** begin Source excerpt **

Banksy: One Nation Under CCTV London (Photo © by oogiboig/Wikimedia, 2008)

[Thomas Burkhalter]: Our commentators saw similarities between the video «Albion Voice» and «God Save the Queen». Were they right?
[Matthew Hardern]: Malcolm McLaren, mastermind of the Sex Pistols, is one of my biggest heroes. He showed what is possible through the language of popular music and media manipulation. I don’t think Andy Warhol or any of those New Yorkers have ever created a pop art statement of style and grandeur like «God Save The Queen». To get the song to number one during the week of the Queen’s jubilee was just brilliant, genius. The Sex Pistols had launched a war against the great edifice of the British establishment and in doing so threatened the very core of it. All this with hair, makeup, attitude, and a pop song. That’s what I love about them. NWA and Pussy Riot are probably the only groups that have had a similar impact so far. This is what great art is about. Using popular language and not hiding behind intellectual words and works. Using popular language against the population. Dividing the population, causing civil uproar. Leigh Bowery, the performance artist, fashion designer, club promoter, and my best teacher, taught me: Art is far more than standing around in a gallery and chatting about somebody’s brush technique; and what I do is Art and that Art can be of great power.

[TB]: You opened several clubs in London: Smashing, The Mint Tea Rooms, Harder Faster Louder, The Siren Suite, and Kash Point. What were these clubs about?

** end Source excerpt **
** begin Entries **

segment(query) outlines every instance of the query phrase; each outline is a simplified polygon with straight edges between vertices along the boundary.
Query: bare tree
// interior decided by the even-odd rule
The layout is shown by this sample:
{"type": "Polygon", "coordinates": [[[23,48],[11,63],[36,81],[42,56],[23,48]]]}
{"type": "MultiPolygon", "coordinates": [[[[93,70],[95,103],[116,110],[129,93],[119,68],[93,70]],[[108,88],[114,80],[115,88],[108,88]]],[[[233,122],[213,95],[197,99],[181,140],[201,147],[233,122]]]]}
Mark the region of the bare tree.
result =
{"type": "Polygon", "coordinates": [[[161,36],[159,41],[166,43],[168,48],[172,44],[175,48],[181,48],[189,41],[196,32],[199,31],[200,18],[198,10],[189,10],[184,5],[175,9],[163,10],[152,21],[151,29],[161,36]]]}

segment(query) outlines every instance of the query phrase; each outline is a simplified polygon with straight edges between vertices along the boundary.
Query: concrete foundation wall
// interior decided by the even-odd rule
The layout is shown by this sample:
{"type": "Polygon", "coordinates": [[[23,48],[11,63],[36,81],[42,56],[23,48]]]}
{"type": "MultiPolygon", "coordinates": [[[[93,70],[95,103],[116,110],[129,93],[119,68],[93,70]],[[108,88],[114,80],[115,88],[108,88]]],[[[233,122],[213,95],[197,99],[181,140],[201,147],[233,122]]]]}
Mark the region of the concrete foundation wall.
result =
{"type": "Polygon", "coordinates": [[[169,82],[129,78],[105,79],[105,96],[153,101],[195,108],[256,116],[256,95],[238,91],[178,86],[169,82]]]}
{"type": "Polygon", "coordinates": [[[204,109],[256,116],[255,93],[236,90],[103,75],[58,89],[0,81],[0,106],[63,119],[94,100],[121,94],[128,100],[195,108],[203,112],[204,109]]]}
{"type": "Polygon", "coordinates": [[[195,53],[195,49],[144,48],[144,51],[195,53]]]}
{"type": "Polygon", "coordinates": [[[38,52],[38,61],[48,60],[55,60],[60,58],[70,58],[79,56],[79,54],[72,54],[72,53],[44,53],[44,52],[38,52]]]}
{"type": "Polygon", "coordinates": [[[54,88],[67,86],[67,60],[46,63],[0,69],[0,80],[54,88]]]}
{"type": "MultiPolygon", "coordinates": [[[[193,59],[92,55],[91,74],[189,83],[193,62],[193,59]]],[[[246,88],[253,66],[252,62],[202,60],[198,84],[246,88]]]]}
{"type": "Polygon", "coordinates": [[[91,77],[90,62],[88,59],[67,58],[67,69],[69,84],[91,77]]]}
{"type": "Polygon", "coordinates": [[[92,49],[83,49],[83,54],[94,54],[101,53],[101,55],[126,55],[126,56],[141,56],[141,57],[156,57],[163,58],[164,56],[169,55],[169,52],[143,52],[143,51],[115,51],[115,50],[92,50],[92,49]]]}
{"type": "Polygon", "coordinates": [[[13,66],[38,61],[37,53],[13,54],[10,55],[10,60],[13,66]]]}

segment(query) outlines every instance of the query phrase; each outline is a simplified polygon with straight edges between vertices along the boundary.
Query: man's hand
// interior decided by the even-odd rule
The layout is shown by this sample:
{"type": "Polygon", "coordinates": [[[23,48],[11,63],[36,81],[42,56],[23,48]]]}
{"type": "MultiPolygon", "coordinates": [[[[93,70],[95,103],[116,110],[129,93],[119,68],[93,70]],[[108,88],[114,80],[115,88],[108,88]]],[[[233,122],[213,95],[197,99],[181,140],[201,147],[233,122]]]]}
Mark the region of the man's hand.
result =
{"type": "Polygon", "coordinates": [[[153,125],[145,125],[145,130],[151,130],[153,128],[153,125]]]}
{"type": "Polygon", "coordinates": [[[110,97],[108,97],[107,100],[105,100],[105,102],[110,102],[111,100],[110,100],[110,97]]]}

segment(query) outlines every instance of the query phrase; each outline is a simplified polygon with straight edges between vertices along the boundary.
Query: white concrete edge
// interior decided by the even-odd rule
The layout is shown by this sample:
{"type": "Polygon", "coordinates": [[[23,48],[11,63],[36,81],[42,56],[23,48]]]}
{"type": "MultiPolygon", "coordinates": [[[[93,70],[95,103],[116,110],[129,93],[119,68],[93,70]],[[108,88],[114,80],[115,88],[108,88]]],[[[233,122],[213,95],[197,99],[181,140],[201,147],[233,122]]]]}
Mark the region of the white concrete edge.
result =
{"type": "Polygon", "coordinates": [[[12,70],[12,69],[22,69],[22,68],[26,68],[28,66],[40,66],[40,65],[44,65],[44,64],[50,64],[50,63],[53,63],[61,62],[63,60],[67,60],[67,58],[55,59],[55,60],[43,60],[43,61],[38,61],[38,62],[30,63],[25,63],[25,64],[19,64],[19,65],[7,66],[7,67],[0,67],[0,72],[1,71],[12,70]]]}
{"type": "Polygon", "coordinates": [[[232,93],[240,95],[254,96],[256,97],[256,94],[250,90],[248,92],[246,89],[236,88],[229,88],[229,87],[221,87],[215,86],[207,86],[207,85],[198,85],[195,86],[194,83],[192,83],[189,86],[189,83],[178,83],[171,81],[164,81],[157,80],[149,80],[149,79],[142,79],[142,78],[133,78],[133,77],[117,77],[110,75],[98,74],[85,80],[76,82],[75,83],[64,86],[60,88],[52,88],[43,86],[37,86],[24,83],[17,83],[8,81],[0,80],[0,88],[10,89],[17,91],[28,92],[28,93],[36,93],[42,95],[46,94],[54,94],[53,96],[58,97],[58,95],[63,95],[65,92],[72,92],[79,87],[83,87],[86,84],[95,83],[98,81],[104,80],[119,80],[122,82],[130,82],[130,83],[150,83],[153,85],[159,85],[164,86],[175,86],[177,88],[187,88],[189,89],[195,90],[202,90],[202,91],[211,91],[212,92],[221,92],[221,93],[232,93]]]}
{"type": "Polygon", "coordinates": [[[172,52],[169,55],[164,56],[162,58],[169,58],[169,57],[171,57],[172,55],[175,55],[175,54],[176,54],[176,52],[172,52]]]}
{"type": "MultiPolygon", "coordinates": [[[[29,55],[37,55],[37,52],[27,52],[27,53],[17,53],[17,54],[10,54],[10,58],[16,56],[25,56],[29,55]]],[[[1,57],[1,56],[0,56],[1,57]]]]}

** end Entries **

# [Problem set]
1. In the interview, who does Matthew Hardern name as his best teacher?
2. Copy the interview word for word, everything from "[TB]: You opened" down to "these clubs about?".
3. Write what comes next in the interview with Matthew Hardern, picking up after its last line.
The records have nothing to do with the interview.

# [Expected answers]
1. Leigh Bowery, the performance artist, fashion designer, and club promoter.

2.
[TB]: You opened several clubs in London: Smashing, The Mint Tea Rooms, Harder Faster Louder, The Siren Suite, and Kash Point. What were these clubs about?

3.
[MH]: My clubs were at times more about torture than entertainment. In Harder Faster Louder we locked the doors at midnight, so no one could leave. Then we turned on the sound system. People without protective clothing and earplugs were hurt, some badly. We declared our club a totalitarian state, and I was its dictator. I love to immerse people into experiences. I want to take them on a journey. I wish to manipulate their worldviews.

When Irony gets Bourgeois

[TB]: What music did you play?
[MH]: Harder Faster Louder was loud, radical walls of «physical sound» that tore at your body and mind. We called it «speed darkcore». It was also an aggressive roller disco – hence the injuries. Smashing, before that, was altogether different, we worked with what we called social irony – each record had a social, political, or philosophical antithesis to the one preceding. For example, «Let The Sunshine In» from Hair then «Drop Dead» from post-punk pioneers Siouxsie and the Banshees. Later on I realised irony was bourgeois – a pretense of knowing whilst, in fact, knowing nothing. In 1994, Leigh Bowery died. I remember standing on stage at Smashing with a microphone shouting, «I want you all dead». Everyone was horrified. «I want a fucking steam roller to come through the wall and crush you all!» Then I said «Thank you, good night», and that was the end of the club. I opened Harder Faster Louder two weeks later.

[TB]: Why so drastic?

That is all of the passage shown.